# Start of Text block

We need to edit the following configuration files in /usr/local/hadoop/etc/hadoop.

  • hadoop-env.sh

(Add the java home for your freshly installed java, e.g on ubuntu):

export JAVA_HOME=/usr/lib/jvm/java-7-openjdk-amd64/jre
  • yarn-env.sh

(Add the java home here too)

export JAVA_HOME=/usr/lib/jvm/java-7-openjdk-amd64/jre
  • core-site.xml

Add this configuration, make sure to use the name of the master node in the value.

<configuration>
<property>
<name>fs.default.name</name>
<value>hdfs://master:9000</value>
</property>
</configuration>
  • mapred-site.xml
<configuration>
<property>
<name>mapreduce.framework.name</name>
<value>yarn</value>
</property>
</configuration>
  • hdfs-site.xml

The dfs.replication value tells Hadoop how many copies of the data it should make. With 3 nodes, we can set it to 3.

# End of Text block
# Start of Data provided

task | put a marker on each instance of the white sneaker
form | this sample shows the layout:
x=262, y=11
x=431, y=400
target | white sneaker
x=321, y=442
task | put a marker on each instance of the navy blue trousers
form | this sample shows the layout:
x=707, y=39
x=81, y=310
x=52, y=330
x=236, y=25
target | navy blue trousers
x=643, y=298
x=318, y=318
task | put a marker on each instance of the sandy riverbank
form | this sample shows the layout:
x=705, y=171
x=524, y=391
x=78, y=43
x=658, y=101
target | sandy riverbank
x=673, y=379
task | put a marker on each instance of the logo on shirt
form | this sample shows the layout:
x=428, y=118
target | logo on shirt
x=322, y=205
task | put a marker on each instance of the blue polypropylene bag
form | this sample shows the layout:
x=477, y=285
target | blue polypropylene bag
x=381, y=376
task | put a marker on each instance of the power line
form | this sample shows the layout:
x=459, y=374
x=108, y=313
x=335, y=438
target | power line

# End of Data provided

__What is asked__
[a] Can you reproduce, line for line, the part of the listing that opens with the line containing "task | put a marker on each instance of the logo" and runs through the end of the listing?
[b] Could you pick up the walkthrough on editing the Hadoop configuration files from where it stops and carry it on?

__Results of the exercise__
[a]
task | put a marker on each instance of the logo on shirt
form | this sample shows the layout:
x=428, y=118
target | logo on shirt
x=322, y=205
task | put a marker on each instance of the blue polypropylene bag
form | this sample shows the layout:
x=477, y=285
target | blue polypropylene bag
x=381, y=376
task | put a marker on each instance of the power line
form | this sample shows the layout:
x=459, y=374
x=108, y=313
x=335, y=438
target | power line

[b]
<configuration>
<property>
<name>dfs.replication</name>
<value>3</value>
</property>
<property>
<name>dfs.data.dir</name>
<value>/data</value>
</property>
</configuration>
  • yarn-site.xml
<configuration>
<property>
<name>yarn.nodemanager.aux-services</name>
<value>mapreduce_shuffle</value>
</property>
<property>
<name>yarn.nodemanager.aux-services.mapreduce.shuffle.class</
name>
<value>org.apache.hadoop.mapred.ShuffleHandler</value>
</property>
<property>
<name>yarn.resourcemanager.resource-tracker.address</name>
<value>master:8025</value>
</property>
<property>
<name>yarn.resourcemanager.scheduler.address</name>
<value>master:8030</value>
</property>
<property>
<name>yarn.resourcemanager.address</name>
<value>master:8050</value>
</property>
</configuration>
  • Copy all your files to the other machines since you need this configuration on all the nodes:
scp –r /usr/local/hadoop/etc/hadoop/* hadoop@slave1:/usr/local/hadoop/etc/hadoop/
scp –r /usr/local/hadoop/etc/hadoop/* hadoop@slave2:/usr/local/hadoop/etc/hadoop/
  • Format your namenode before the first time you set up your cluster. If you format a running Hadoop filesystem, you will lose all the data stored in HDFS.
hadoop namenode -format

Starting The Cluster

  • For master node, start everything.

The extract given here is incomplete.